◆ **Provided passage**:
-- -- --
Jordan (00:01:44.000)
considering all the news. Just all the news. That's why we had to escape. I don't think there's any there's I've not checked my Twitter feed and seen even the slightest cute puppy,
Dan (00:01:54.000)
a lot of bad shits breaking. And in Alex Jones fashion, his show has been dogshit the last two days, right? He's at Roger Stone in studio. And like, on Monday, it was just the two of them having a Skype conversation with Mike Cernovich. And they were just like, aren't we great? That was kind of the whole thing was just three guys. Just like we're fucking awesome. We break stories. And the whole time. They were talking about how writes Priebus was the leak. And they had secret information from their sources that writes Priebus was leaking everything and how like, it's finally time we can come out with it. Then that afternoon, the news broke of Trump giving information to the Russian foreign ambassador lever. All right,
Jordan (00:02:45.000)
but it was previous who gave them the information first? No, no, no Rivas leaked it to the President. Because as we all know, hopefully the President has no fucking clue what's going on.
-- -- --
◆ **Given entries**:
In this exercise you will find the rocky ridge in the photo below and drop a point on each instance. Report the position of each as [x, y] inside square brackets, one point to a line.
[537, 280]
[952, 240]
-- -- --
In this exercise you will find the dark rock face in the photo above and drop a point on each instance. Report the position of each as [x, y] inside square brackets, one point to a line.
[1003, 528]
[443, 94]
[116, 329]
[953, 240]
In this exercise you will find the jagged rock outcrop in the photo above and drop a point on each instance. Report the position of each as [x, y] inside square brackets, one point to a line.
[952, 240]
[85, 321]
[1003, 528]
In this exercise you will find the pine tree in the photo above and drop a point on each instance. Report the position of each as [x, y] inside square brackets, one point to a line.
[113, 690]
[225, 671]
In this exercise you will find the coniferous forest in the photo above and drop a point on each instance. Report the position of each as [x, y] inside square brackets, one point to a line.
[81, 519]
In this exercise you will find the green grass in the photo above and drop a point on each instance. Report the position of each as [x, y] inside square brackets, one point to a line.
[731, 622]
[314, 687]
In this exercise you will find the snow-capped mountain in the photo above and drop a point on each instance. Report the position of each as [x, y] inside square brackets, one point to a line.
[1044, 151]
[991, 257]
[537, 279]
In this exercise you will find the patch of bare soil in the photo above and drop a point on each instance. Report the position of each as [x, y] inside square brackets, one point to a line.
-- -- --
◆ **To do**:
**a)** In the transcript, what reason does Jordan give for saying "we had to escape"?
**b)** According to the transcript, who were Alex Jones and Roger Stone having a Skype conversation with on Monday?

◆ **Outputs**:
**a)** Jordan says they had to escape because of all the news. Jordan adds that checking the Twitter feed hasn't turned up even the slightest cute puppy.

**b)** Mike Cernovich.